**What you need to do:**
Copy out everything from the line containing "Per instance of the woman's leg, set" down to the end of the records, keeping the text lines unchanged and shifting every coordinate pair by adding 82 to both of its numbers.

--- BEGIN ---

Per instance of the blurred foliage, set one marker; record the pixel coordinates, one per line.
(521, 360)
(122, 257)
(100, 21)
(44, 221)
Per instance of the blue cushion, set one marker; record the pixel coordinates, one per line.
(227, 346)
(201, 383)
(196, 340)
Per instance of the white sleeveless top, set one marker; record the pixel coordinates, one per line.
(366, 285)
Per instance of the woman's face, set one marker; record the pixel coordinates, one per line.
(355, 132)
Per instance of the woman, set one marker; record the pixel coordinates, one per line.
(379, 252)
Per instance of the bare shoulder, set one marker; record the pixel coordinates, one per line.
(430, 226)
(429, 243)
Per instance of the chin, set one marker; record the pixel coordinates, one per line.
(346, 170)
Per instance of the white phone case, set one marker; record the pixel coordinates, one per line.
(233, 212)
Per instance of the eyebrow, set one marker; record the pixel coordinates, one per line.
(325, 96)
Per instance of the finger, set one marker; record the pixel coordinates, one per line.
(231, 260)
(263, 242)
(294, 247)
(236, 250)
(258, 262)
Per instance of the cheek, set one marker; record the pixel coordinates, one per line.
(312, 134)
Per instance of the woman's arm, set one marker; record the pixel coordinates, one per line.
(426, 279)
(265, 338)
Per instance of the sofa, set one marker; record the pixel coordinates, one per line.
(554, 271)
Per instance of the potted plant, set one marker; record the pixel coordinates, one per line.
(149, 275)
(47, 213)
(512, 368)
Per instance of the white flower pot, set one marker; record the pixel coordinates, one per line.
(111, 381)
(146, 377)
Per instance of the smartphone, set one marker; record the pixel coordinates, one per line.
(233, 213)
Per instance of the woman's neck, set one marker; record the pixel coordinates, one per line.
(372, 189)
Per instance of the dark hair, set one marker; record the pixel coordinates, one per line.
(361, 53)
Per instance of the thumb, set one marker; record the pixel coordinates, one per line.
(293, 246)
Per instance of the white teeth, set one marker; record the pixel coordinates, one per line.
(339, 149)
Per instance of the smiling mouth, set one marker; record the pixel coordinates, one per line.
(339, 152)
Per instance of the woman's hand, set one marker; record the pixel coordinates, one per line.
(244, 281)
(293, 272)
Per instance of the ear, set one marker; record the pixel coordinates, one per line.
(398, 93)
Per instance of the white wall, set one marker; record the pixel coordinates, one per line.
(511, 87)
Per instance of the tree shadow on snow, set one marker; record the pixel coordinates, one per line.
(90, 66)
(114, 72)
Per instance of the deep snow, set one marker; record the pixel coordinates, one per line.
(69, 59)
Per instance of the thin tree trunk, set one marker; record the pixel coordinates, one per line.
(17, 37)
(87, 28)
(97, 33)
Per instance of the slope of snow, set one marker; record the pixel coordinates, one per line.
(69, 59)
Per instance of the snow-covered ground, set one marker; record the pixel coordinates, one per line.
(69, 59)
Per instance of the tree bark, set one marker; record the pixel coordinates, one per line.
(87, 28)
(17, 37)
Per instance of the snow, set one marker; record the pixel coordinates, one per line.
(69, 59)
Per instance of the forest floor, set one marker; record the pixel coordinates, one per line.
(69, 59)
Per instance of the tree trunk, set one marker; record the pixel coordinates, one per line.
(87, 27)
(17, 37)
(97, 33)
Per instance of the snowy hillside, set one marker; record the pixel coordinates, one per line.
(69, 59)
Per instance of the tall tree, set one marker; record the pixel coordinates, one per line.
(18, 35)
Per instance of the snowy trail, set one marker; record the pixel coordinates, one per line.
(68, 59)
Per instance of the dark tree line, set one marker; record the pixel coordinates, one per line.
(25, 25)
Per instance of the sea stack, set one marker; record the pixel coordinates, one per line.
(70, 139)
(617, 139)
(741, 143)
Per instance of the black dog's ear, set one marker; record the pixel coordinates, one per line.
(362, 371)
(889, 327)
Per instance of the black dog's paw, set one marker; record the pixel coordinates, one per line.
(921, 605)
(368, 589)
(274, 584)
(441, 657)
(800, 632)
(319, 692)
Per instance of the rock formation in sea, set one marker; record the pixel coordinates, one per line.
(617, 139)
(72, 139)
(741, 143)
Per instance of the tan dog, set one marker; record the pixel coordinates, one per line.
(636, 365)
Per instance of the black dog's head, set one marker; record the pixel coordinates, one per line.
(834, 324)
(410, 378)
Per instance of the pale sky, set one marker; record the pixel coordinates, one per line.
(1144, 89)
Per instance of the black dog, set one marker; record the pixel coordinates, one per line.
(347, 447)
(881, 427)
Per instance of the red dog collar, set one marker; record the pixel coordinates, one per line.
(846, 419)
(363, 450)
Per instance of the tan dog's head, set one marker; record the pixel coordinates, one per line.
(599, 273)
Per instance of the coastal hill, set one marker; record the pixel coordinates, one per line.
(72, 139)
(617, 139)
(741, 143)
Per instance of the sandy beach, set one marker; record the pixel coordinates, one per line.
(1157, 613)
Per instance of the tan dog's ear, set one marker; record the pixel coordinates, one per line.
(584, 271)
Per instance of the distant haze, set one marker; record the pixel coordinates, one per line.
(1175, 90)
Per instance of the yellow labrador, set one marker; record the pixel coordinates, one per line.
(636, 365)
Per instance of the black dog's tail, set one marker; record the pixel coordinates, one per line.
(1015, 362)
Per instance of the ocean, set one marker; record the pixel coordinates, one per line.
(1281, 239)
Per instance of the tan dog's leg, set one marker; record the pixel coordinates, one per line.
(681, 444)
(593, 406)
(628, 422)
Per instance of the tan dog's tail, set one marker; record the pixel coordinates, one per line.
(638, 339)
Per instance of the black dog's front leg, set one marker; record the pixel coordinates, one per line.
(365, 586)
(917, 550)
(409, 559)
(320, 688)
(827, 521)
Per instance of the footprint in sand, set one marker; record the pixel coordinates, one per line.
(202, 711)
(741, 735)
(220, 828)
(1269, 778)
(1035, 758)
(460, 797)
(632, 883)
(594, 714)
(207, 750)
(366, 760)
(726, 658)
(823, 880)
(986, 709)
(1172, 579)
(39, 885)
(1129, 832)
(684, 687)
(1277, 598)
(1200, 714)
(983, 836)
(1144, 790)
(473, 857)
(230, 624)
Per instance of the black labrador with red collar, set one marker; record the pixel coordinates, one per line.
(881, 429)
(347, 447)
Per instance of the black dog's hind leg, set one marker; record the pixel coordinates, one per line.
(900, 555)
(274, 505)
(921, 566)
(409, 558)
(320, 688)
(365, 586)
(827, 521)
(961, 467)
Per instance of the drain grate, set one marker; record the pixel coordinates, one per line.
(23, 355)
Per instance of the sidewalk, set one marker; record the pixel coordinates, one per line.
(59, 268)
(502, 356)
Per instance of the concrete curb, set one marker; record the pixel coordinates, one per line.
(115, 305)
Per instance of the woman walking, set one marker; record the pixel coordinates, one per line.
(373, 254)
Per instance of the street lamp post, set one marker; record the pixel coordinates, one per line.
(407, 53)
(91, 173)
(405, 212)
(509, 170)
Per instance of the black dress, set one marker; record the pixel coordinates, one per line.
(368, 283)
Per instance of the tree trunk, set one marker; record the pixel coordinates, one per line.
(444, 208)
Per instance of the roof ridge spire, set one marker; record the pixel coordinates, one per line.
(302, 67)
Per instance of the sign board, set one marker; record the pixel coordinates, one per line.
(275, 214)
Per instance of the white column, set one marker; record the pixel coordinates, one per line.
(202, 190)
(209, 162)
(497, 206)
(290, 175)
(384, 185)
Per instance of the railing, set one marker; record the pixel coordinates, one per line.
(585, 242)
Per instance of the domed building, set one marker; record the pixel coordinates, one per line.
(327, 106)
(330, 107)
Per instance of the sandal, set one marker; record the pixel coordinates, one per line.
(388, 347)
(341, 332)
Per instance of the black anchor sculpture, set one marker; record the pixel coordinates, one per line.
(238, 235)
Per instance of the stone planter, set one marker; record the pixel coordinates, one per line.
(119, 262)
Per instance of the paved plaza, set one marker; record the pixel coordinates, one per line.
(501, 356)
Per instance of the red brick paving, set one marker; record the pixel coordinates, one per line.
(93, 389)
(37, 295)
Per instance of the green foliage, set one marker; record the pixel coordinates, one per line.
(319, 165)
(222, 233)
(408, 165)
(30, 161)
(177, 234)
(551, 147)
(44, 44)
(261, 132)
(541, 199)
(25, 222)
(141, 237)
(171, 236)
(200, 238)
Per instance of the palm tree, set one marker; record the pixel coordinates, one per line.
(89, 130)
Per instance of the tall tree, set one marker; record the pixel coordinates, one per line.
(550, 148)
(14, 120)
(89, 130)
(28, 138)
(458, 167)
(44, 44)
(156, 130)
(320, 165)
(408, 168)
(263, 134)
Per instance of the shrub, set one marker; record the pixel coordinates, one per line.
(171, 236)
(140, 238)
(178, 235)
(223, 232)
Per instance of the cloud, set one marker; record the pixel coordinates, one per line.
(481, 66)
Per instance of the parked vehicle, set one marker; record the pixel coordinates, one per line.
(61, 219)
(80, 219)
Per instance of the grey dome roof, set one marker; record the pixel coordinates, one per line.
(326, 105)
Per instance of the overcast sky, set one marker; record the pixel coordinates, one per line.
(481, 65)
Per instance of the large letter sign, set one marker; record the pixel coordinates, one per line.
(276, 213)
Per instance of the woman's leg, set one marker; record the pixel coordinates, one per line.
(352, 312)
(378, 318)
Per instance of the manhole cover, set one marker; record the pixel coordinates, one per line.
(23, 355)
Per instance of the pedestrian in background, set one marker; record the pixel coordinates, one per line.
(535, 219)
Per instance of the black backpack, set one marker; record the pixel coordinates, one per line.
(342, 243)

--- END ---

**Task response:**
Per instance of the woman's leg, set one marker; record the pixel coordinates, one per line.
(434, 394)
(460, 400)
Per instance of the manhole cover, set one marker; record the pixel coordinates, one per line.
(105, 437)
Per instance of the pedestrian in background, set one marker; record the pixel coordinates, one per line.
(617, 301)
Per instance of the black backpack, set one marker; record the pixel coordinates, one per line.
(424, 325)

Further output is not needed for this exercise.